[A data block]
★ ★ ★ ★
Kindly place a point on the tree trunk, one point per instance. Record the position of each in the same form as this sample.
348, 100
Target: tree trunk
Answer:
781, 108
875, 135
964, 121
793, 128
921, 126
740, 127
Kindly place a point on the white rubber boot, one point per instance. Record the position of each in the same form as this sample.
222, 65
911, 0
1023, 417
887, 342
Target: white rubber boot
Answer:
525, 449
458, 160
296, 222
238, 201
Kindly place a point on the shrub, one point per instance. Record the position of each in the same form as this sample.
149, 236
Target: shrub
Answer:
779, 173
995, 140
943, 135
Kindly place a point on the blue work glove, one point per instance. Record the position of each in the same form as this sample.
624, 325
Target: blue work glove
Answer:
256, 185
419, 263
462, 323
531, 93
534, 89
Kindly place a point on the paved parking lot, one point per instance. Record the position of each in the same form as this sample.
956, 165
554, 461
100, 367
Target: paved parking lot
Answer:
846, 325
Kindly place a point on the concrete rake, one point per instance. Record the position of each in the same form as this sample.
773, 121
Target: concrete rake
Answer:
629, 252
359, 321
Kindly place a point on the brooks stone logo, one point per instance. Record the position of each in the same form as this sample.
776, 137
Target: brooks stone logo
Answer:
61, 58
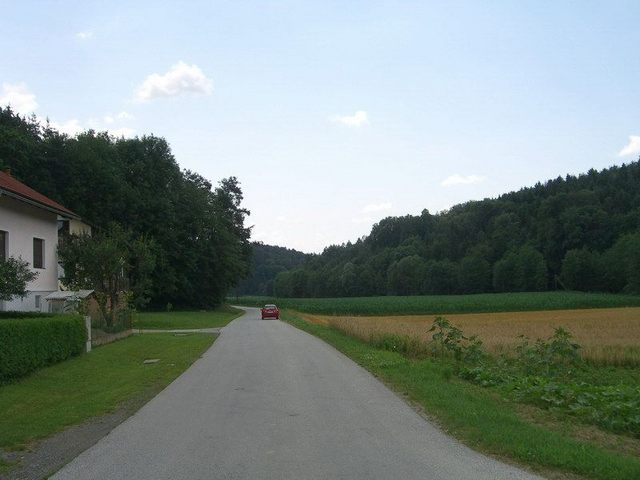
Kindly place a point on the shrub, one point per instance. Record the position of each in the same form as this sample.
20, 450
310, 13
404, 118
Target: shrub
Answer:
28, 344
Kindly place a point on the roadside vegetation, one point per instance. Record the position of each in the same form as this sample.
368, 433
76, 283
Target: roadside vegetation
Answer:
447, 304
617, 344
539, 404
110, 377
182, 238
186, 319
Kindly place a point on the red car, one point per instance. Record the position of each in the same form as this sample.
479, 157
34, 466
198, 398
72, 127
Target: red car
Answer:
270, 311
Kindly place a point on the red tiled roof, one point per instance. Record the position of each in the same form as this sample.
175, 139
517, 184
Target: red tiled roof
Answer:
20, 190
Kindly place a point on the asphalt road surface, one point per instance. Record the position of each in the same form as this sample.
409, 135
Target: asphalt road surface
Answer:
268, 401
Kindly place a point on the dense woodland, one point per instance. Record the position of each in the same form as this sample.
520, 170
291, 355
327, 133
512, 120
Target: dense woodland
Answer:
575, 233
195, 231
266, 263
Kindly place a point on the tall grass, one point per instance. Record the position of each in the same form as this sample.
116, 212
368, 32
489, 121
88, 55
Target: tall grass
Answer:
447, 304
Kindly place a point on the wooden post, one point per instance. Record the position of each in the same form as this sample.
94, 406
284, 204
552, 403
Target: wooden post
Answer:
87, 324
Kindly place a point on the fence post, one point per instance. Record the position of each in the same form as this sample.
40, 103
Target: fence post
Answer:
87, 325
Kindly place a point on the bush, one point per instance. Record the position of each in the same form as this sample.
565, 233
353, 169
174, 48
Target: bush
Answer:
28, 344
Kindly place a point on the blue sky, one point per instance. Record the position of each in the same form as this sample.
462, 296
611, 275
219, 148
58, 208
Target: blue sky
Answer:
334, 115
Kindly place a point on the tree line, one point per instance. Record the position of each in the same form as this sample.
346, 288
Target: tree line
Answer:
267, 262
196, 244
576, 233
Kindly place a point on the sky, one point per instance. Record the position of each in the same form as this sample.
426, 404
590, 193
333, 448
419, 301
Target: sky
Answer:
334, 115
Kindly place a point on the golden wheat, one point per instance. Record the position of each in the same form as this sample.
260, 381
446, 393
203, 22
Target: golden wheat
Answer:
607, 335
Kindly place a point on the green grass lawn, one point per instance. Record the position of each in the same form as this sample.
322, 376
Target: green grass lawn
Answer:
93, 384
480, 417
179, 319
442, 304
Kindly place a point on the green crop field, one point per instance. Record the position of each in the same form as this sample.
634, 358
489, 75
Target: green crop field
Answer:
442, 304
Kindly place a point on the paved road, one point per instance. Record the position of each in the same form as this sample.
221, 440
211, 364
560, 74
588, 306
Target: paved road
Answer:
268, 401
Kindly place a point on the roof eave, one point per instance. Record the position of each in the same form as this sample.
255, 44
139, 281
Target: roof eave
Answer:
63, 213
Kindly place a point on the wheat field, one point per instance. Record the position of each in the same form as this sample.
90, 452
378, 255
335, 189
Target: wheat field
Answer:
607, 335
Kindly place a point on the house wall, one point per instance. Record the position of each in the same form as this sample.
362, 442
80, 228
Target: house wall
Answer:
23, 222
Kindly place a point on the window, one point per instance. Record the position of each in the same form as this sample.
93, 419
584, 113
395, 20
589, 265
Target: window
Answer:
38, 253
4, 248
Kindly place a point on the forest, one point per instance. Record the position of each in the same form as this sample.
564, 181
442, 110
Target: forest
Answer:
573, 233
195, 231
267, 262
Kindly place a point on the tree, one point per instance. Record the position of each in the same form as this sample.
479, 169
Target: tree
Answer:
15, 274
406, 276
441, 277
474, 275
520, 270
111, 263
583, 270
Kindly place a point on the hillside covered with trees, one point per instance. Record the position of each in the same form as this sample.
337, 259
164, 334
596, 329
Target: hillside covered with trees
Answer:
267, 262
195, 232
576, 233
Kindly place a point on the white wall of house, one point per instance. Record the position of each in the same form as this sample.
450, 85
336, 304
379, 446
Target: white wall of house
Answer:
24, 222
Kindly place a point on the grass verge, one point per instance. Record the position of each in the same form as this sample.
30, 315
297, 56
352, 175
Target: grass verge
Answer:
178, 319
93, 384
448, 304
478, 417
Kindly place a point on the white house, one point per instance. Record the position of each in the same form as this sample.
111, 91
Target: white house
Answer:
29, 224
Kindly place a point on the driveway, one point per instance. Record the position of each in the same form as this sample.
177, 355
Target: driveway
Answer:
268, 401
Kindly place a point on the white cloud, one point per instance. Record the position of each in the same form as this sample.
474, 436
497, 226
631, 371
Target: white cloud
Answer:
462, 180
358, 119
376, 207
371, 213
125, 116
18, 96
180, 79
71, 127
122, 132
632, 148
86, 35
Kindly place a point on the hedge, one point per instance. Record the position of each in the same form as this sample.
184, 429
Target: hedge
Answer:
27, 344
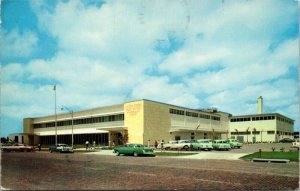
★ ★ ★ ★
• _Problem statement_
Retype word for word the part of the listing that opens with the line containing "Kindly place a point on the driveway, one" and closes at the end of the listing, leaving out the pictures.

• _Response to this task_
Kindly place a point on the driveway, one point per instance. Record the position of each in the same form as this sample.
177, 355
Target: driveway
Answer:
268, 401
Kindly place a point on the white cloud, one point per instance. Record the position of each in the same form as this sample.
474, 436
497, 226
631, 371
Target: white cloud
Answer:
462, 180
358, 119
376, 207
371, 213
125, 116
18, 96
180, 79
71, 127
122, 132
632, 148
86, 35
Kindly place a point on the hedge, one point per instance. Record the position of each in the same form as this sample.
184, 429
Target: hedge
Answer:
27, 344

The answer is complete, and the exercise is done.